Pull out every line of the records below that contains the word "outline", copying each one in full.

Labeled contour entries:
((

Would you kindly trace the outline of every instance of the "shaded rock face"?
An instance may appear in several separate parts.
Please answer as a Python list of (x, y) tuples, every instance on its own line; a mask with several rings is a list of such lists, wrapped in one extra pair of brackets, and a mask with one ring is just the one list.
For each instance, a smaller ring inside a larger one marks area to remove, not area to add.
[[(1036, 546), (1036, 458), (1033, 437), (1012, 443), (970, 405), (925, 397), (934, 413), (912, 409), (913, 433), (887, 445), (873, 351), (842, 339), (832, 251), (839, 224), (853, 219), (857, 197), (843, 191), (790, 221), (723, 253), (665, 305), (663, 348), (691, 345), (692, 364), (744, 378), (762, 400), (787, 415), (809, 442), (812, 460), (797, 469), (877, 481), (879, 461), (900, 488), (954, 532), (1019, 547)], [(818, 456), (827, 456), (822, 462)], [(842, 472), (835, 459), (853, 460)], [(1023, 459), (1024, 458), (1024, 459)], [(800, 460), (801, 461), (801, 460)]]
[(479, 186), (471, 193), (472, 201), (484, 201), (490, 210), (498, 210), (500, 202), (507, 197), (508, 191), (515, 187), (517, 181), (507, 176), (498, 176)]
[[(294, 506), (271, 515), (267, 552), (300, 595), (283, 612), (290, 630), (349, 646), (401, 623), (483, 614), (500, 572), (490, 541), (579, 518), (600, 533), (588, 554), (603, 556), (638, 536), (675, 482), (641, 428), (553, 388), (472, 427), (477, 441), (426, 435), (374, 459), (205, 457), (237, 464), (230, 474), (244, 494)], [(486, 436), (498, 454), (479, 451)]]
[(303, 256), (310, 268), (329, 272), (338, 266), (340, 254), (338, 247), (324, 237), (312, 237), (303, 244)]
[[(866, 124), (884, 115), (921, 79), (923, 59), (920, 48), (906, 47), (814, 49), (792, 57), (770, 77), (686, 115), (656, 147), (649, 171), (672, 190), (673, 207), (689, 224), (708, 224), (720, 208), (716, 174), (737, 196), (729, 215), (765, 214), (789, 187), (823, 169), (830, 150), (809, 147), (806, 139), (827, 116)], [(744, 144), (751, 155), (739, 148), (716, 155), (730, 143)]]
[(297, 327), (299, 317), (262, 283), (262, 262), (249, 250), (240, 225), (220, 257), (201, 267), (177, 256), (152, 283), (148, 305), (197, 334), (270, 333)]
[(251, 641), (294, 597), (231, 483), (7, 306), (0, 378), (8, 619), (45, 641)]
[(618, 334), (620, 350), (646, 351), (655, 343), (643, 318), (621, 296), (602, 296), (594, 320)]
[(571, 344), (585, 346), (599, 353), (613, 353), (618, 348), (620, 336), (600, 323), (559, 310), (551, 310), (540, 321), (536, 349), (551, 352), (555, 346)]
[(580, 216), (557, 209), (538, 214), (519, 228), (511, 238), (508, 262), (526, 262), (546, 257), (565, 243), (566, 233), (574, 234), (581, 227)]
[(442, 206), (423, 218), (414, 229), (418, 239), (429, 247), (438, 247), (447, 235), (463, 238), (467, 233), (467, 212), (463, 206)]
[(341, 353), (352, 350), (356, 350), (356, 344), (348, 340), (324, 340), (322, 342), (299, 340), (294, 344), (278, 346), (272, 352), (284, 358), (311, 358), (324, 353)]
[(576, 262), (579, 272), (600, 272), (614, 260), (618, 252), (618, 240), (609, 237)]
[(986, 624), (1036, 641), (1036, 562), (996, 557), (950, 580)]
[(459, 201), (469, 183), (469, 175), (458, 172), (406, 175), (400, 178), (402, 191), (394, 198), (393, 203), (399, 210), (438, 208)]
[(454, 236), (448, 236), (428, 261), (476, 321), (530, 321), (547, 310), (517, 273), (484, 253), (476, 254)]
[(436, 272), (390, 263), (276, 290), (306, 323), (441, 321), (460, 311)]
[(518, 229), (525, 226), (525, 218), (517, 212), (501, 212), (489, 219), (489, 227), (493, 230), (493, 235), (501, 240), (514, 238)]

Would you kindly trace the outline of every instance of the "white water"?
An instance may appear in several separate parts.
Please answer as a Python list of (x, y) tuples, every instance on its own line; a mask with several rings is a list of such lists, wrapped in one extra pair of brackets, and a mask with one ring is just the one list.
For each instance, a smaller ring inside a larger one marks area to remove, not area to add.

))

#### COMPLETE RESPONSE:
Would you kindly trace the outline of every instance of the "shaded rock face"?
Would you kindly trace the outline of every instance of the "white water"?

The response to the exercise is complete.